_Exercise aim_
Please rewrite the stretch from the start of the rows through the line that contains "<point>217,73</point>", requests included, increasing every coordinate in the answers by 117.

[Rows from a pointing dataset]
• • • • • • •

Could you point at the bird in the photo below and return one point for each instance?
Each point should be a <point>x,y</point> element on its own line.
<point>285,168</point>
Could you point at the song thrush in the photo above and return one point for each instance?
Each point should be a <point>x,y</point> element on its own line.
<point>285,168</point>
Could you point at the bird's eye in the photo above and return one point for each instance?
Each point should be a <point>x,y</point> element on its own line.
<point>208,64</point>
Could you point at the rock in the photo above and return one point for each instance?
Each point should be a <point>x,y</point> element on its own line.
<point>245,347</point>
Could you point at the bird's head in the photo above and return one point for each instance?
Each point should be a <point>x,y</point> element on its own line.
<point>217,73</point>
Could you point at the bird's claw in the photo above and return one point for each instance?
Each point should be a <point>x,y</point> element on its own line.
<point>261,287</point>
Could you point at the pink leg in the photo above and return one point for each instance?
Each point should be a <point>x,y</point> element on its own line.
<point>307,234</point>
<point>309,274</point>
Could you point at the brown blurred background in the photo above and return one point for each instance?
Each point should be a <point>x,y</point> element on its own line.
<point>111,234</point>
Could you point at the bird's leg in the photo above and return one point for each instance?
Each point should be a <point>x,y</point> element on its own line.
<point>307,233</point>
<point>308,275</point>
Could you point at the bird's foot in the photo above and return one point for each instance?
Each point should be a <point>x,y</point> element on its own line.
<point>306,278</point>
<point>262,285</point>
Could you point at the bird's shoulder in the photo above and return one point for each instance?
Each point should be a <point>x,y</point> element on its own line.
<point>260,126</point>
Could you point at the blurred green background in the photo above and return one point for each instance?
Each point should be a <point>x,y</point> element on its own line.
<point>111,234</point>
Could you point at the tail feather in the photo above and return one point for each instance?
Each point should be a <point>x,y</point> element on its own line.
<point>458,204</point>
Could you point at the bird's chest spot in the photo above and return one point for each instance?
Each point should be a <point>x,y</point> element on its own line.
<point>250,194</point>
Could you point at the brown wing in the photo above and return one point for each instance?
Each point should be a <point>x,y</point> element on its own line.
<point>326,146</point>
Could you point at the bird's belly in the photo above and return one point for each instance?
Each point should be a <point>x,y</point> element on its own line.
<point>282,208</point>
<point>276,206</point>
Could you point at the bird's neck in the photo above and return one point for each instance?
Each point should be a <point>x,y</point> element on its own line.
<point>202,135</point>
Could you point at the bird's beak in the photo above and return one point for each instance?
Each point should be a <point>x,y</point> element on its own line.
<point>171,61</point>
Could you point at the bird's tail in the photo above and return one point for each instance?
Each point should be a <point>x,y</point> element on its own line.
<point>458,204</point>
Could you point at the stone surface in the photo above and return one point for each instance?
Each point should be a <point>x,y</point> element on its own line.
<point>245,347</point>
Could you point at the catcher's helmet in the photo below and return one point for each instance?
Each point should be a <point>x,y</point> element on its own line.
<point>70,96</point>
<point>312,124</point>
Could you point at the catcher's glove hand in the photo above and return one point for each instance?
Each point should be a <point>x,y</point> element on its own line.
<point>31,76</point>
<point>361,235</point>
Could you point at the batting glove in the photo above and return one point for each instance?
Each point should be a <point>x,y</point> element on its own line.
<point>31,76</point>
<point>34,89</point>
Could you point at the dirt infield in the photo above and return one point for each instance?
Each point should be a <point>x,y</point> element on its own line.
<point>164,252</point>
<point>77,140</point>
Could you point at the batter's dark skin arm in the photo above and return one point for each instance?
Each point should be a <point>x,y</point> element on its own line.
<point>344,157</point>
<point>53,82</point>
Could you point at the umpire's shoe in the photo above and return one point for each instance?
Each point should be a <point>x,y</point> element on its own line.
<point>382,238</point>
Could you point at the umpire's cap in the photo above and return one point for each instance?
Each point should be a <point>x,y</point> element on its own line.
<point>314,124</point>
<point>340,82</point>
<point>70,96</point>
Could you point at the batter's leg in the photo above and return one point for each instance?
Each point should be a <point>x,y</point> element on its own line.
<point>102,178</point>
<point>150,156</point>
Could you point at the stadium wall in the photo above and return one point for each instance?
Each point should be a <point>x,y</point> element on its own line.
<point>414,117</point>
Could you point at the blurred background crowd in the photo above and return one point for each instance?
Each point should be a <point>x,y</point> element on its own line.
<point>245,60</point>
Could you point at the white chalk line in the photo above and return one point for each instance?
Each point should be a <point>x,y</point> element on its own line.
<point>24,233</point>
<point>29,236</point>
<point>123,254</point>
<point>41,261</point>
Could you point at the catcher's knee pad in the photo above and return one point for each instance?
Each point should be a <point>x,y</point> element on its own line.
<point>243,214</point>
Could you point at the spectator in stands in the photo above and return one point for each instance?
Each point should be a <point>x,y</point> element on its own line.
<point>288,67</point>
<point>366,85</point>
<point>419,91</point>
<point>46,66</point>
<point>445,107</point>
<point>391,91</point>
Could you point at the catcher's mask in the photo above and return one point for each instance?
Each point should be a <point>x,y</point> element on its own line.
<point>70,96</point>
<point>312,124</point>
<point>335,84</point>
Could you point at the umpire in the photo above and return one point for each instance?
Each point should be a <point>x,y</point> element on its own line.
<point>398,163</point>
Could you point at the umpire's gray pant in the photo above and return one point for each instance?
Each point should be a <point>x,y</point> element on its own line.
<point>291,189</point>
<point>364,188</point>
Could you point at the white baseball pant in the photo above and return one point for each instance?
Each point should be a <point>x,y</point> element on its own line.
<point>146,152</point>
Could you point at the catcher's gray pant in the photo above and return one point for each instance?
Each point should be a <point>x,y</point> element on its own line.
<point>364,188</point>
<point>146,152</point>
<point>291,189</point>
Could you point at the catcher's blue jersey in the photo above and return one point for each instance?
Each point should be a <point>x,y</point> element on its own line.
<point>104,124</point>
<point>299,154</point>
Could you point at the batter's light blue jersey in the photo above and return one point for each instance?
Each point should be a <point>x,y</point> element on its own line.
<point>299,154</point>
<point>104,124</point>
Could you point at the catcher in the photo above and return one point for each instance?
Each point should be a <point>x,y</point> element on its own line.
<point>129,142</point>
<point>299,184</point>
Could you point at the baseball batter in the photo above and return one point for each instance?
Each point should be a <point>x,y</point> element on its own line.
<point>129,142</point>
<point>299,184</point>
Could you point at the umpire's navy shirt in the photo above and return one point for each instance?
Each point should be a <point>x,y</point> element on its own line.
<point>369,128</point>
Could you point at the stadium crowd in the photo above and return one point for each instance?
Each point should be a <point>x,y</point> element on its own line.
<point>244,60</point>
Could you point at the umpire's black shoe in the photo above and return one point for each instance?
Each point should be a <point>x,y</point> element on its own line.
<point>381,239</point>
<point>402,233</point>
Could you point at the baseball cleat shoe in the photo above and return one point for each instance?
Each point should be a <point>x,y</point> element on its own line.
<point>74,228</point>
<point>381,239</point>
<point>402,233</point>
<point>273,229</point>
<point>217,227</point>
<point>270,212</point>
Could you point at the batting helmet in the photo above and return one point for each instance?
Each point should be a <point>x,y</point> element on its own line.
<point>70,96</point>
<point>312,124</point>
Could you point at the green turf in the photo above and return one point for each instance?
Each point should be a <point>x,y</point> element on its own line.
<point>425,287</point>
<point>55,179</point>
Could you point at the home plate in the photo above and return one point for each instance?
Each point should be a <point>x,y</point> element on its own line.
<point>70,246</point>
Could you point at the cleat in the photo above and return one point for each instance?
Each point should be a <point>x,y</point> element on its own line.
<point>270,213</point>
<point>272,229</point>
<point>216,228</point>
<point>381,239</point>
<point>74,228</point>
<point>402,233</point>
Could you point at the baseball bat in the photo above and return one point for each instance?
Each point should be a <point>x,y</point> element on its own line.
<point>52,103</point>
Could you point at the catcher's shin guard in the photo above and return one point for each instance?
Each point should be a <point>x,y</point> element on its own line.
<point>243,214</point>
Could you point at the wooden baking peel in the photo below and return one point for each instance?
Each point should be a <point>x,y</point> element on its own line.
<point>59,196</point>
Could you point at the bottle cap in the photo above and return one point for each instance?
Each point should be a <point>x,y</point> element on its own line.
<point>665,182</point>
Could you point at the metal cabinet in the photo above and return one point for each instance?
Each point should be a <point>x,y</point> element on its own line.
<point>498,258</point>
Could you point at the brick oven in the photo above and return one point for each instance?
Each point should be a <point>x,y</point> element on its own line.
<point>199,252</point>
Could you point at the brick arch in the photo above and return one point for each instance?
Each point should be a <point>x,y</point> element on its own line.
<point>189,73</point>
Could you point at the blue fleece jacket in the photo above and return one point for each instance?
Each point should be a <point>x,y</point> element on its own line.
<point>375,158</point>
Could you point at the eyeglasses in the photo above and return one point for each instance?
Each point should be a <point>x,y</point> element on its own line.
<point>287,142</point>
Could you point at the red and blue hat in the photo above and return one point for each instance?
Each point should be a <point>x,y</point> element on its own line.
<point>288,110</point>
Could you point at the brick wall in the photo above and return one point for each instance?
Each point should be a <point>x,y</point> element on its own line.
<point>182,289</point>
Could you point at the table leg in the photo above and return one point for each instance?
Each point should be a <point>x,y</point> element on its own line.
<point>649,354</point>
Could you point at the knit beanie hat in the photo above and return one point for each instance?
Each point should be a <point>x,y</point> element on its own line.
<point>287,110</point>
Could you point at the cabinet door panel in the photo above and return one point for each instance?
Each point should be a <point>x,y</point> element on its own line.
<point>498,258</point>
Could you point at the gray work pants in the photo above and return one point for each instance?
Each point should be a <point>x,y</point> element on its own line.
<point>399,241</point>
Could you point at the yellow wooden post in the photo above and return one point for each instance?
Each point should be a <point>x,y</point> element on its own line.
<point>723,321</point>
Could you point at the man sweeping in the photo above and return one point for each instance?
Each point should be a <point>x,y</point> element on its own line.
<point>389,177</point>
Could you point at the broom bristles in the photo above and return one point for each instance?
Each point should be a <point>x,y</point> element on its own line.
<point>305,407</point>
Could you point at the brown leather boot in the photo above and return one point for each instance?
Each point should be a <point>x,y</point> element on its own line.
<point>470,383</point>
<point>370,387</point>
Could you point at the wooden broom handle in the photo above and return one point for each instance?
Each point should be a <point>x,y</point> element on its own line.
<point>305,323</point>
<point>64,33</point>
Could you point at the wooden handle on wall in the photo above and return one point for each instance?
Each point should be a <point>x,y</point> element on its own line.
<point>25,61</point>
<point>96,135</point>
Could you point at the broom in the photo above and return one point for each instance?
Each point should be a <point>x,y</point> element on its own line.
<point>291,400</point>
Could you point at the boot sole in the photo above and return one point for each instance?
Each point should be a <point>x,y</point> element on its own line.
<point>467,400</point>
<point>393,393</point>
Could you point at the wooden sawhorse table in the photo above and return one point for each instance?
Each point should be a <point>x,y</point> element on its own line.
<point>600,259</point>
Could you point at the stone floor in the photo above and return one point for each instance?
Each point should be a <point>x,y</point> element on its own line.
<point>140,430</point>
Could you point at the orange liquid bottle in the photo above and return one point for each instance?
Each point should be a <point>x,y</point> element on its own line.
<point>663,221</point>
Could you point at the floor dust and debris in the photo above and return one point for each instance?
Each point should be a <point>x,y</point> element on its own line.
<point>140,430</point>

• • • • • • •

_Result of this task_
Could you point at the bird in the photo below and return one point for each instance?
Each point should be a <point>x,y</point> element on its own line.
<point>402,285</point>
Could you point at the song thrush in the photo above and return one point for each instance?
Each point should be a <point>x,y</point> element on its own line.
<point>402,285</point>
Could you point at the bird's eye in the photo above and return one point for each instance?
Each point should be a <point>x,y</point> element on its own line.
<point>325,181</point>
Could you point at the rock in the photo above and return one point for each instance?
Each point should be a <point>x,y</point> element on its own line.
<point>362,464</point>
Could you point at the bird's head in the photo above and return one point for each instance?
Each point should be a <point>x,y</point> element on its own line.
<point>334,190</point>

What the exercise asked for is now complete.